# Task statement:
Print the data below exactly, but only the lines from the one containing "Query: wooden post" down to the one containing "column 281, row 48", inclusive.

####

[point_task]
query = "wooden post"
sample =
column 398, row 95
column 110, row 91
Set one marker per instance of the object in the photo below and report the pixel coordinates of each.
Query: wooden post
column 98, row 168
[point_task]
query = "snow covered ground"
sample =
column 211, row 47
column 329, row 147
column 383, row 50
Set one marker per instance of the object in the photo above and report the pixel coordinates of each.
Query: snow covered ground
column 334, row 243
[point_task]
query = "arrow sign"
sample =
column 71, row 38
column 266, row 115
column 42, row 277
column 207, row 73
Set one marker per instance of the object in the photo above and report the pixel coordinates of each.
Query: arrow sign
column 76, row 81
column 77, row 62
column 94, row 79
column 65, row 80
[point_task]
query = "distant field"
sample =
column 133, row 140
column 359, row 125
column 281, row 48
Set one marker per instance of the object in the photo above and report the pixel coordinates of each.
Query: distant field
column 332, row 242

####

# Exercise solution:
Query: wooden post
column 98, row 168
[point_task]
query = "snow covered ground"
sample =
column 211, row 47
column 329, row 147
column 383, row 50
Set one marker per instance of the object in the photo above and report the pixel coordinates of each.
Query: snow covered ground
column 334, row 243
[point_task]
query = "arrow sign"
sample =
column 71, row 38
column 266, row 115
column 42, row 277
column 207, row 73
Set one marker per instance of the object in the photo above and report the pixel coordinates of each.
Query: arrow sign
column 76, row 81
column 77, row 62
column 94, row 79
column 65, row 80
[point_task]
query = "distant field"
sample =
column 133, row 140
column 359, row 125
column 281, row 48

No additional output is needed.